PASSAGE PROVIDED:
┌──
An Outrageous Lie and Secret Legislator Meetings May Have Killed Wind Power in Delaware
I do not possess the words to express the intense disgust and outrage I feel learning that the Bluewater offshore wind farm proposal was paralyzed as the result of secret meetings and contacts that occurred among the leadership of the Delaware General Assembly.
Like most Delawareans I was prepared for the happy news last December that the four state agencies panel would approve the project. It promised to be a moment that was as historical as it was wise:
On Dec. 18, four state agencies were poised to make a landmark decision. They could have ordered Delmarva Power to sign a 25-year offshore wind power purchase deal with Bluewater Wind.
The proposal had momentum, with the valuable endorsement of the Public Service Commission staff and signs of support from the Minner administration. (link)
Given that literally over 90% of Delawareans support the offshore farm, one naturally thinks that a state government that operated with only a modicum of democratic processes would at least conclude it was in their best interest to give the people what they want. But that isn’t what happened in Dover:
But amid opposition from lawmakers, the agencies voted to table the proposal, sending it into an uncertain future. It was, several agency heads said, a merciful fate, because a single "no" vote could have meant permanent defeat. (link)
Who Paralyzed the Project?
Who scuttled the deal for now? It was the one branch in state government that doesn’t define itself as a public body. While other state agencies are subject to freedom of information requests from citizens and although local governments within
In an interview last week, Larson said he was not voting his own judgment, but instead was being responsive to his constituency -- the Legislative leadership. (link)
There were at least two meetings held by the Democratic and Republican leadership from both the House and Senate as well as Senator Harris McDowell and Rep Bob Valihura (since they sponsored HB 6). The first meeting was held in person and the other meeting was held by teleconference. The chairperson of the House Energy Committee attended the latter meeting.
Importantly, no other members of the General Assembly were told of the meetings. The meetings never received any public notice and no one from the public could participate in them. These meetings were held in secret and they were cause for the four agency panel putting a decision on the Bluewater Wind proposal on hold.
Consider the Hypocrisy
The Senate Republicans have sponsored many laudable open government bills, one of which would require the State Senate to hold public meetings after sufficient public notice of the meetings. Yet the Republican Senate Leadership had no difficulty engaging in these secret meetings that resulted in stifling the process and possibly benefiting Delmarva Power as a consequence. Elected officials who really believed in open government would have at a minimum let the public know about the meetings and their agendas.
└──
WRITTEN TASKS:
A. What share of Delawareans does the Bluewater article say support the offshore farm?
B. Repeat the Bluewater article word for word from "Given that literally" to "permanent defeat. (link)".
The rows after this point come from a separate source and are unrelated to the Bluewater article.

DATA SECTION:
┌──
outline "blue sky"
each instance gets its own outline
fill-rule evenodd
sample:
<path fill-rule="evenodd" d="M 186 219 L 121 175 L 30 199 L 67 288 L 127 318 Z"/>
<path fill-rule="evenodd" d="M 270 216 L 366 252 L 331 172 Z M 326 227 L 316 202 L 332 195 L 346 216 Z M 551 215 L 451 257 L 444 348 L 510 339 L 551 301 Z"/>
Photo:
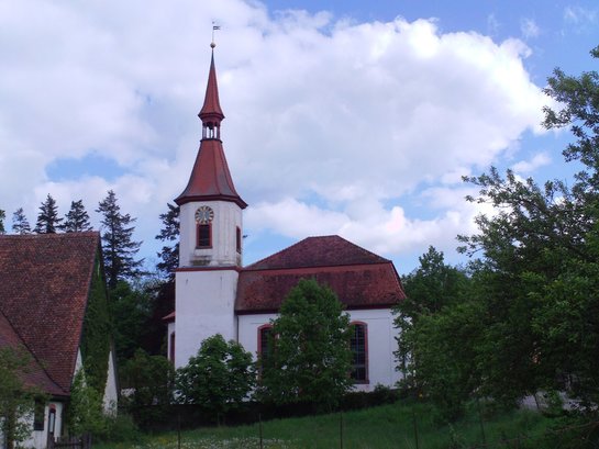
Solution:
<path fill-rule="evenodd" d="M 492 213 L 461 181 L 495 165 L 568 178 L 545 132 L 554 67 L 597 68 L 594 1 L 4 0 L 0 209 L 47 193 L 92 215 L 113 189 L 151 265 L 196 157 L 212 21 L 245 262 L 340 234 L 400 273 Z M 556 105 L 554 105 L 556 106 Z"/>

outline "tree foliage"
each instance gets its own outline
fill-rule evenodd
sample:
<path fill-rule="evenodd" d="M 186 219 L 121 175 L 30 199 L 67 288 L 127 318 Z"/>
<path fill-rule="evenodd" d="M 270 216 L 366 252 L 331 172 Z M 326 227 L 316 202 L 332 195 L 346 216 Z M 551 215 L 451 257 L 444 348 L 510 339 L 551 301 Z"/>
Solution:
<path fill-rule="evenodd" d="M 221 414 L 242 405 L 255 384 L 255 370 L 243 346 L 217 334 L 202 341 L 176 379 L 179 402 Z"/>
<path fill-rule="evenodd" d="M 122 214 L 117 194 L 110 190 L 96 212 L 102 214 L 102 252 L 109 289 L 114 289 L 120 280 L 142 274 L 143 259 L 136 260 L 141 242 L 133 240 L 135 218 Z"/>
<path fill-rule="evenodd" d="M 137 349 L 122 369 L 122 383 L 132 389 L 121 399 L 141 427 L 166 417 L 173 402 L 175 369 L 164 356 L 149 356 Z"/>
<path fill-rule="evenodd" d="M 34 231 L 37 234 L 56 234 L 60 228 L 62 222 L 63 218 L 58 217 L 56 200 L 48 193 L 46 200 L 40 205 L 40 213 L 37 214 L 37 223 Z"/>
<path fill-rule="evenodd" d="M 433 400 L 448 418 L 458 417 L 474 391 L 479 311 L 468 301 L 470 280 L 429 247 L 420 267 L 402 279 L 407 299 L 396 308 L 403 388 Z"/>
<path fill-rule="evenodd" d="M 156 268 L 165 276 L 173 278 L 173 272 L 179 265 L 179 206 L 170 203 L 167 206 L 168 211 L 160 214 L 163 227 L 156 239 L 170 243 L 170 245 L 163 246 L 163 249 L 158 252 L 160 261 L 156 265 Z"/>
<path fill-rule="evenodd" d="M 70 210 L 65 215 L 65 223 L 60 229 L 65 233 L 81 233 L 92 229 L 84 200 L 70 202 Z"/>
<path fill-rule="evenodd" d="M 561 109 L 545 108 L 544 125 L 575 137 L 563 151 L 581 167 L 574 182 L 540 186 L 493 168 L 466 178 L 479 188 L 469 201 L 497 212 L 461 237 L 464 251 L 480 254 L 480 390 L 514 401 L 568 389 L 590 404 L 599 401 L 599 76 L 556 69 L 545 92 Z"/>
<path fill-rule="evenodd" d="M 23 207 L 19 207 L 12 214 L 12 232 L 19 235 L 31 234 L 31 226 L 23 212 Z"/>
<path fill-rule="evenodd" d="M 313 279 L 300 280 L 282 302 L 271 335 L 260 395 L 277 404 L 335 407 L 353 381 L 350 317 L 334 292 Z"/>

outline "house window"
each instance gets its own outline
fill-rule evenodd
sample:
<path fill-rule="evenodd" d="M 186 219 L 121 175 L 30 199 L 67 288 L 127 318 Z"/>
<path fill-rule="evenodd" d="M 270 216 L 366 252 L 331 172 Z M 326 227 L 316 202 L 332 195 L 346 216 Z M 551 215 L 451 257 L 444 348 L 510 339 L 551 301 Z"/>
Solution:
<path fill-rule="evenodd" d="M 175 333 L 170 333 L 170 348 L 168 351 L 168 359 L 175 363 Z"/>
<path fill-rule="evenodd" d="M 368 328 L 366 323 L 352 323 L 352 379 L 355 383 L 368 383 Z"/>
<path fill-rule="evenodd" d="M 198 224 L 198 240 L 196 244 L 198 248 L 212 247 L 212 224 Z"/>
<path fill-rule="evenodd" d="M 271 335 L 273 325 L 265 324 L 258 327 L 258 358 L 260 360 L 260 364 L 263 364 L 268 359 L 268 343 L 271 338 Z"/>
<path fill-rule="evenodd" d="M 35 408 L 33 411 L 33 430 L 44 430 L 44 417 L 46 412 L 46 405 L 43 401 L 35 401 Z"/>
└──
RESULTS BY TASK:
A. Over 90%.

B.
Given that literally over 90% of Delawareans support the offshore farm, one naturally thinks that a state government that operated with only a modicum of democratic processes would at least conclude it was in their best interest to give the people what they want. But that isn’t what happened in Dover:
But amid opposition from lawmakers, the agencies voted to table the proposal, sending it into an uncertain future. It was, several agency heads said, a merciful fate, because a single "no" vote could have meant permanent defeat. (link)